Problem requirements: Each line from the one containing "Detect the flower petal" through the end of the data must be retyped exactly, and no other line.

(Records from a dataset)
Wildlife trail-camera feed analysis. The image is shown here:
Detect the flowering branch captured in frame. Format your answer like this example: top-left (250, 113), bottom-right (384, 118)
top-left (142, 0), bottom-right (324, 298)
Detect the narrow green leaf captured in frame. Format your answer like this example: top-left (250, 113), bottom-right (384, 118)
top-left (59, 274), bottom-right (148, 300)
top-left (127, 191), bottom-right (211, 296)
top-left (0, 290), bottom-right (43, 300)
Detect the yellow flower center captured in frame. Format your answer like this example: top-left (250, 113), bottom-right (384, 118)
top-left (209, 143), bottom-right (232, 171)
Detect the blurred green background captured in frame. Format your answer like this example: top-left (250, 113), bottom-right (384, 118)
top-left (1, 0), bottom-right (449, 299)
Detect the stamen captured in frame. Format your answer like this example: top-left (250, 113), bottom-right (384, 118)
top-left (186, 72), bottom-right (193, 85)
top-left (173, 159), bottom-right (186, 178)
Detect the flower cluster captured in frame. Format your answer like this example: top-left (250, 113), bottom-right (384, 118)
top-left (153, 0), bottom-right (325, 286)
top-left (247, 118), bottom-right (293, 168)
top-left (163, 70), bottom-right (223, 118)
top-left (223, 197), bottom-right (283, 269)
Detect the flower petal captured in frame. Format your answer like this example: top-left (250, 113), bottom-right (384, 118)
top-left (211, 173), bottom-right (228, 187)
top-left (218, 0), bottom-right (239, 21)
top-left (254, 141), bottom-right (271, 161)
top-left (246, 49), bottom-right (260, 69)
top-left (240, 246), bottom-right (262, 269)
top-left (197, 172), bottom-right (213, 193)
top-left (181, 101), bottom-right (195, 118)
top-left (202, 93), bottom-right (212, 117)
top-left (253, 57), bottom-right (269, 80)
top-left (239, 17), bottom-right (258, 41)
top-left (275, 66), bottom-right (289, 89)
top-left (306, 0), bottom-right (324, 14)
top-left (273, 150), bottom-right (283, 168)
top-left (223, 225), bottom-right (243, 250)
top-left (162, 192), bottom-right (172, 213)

Your response:
Detect the flower petal captured in frame. Format your answer like this example: top-left (250, 113), bottom-right (384, 118)
top-left (211, 173), bottom-right (228, 187)
top-left (218, 0), bottom-right (239, 21)
top-left (254, 141), bottom-right (271, 161)
top-left (246, 49), bottom-right (260, 69)
top-left (240, 246), bottom-right (262, 269)
top-left (197, 172), bottom-right (213, 193)
top-left (181, 101), bottom-right (195, 118)
top-left (202, 93), bottom-right (212, 117)
top-left (253, 57), bottom-right (269, 80)
top-left (239, 17), bottom-right (258, 41)
top-left (275, 66), bottom-right (289, 89)
top-left (306, 0), bottom-right (324, 14)
top-left (273, 150), bottom-right (283, 168)
top-left (223, 225), bottom-right (243, 250)
top-left (162, 192), bottom-right (172, 213)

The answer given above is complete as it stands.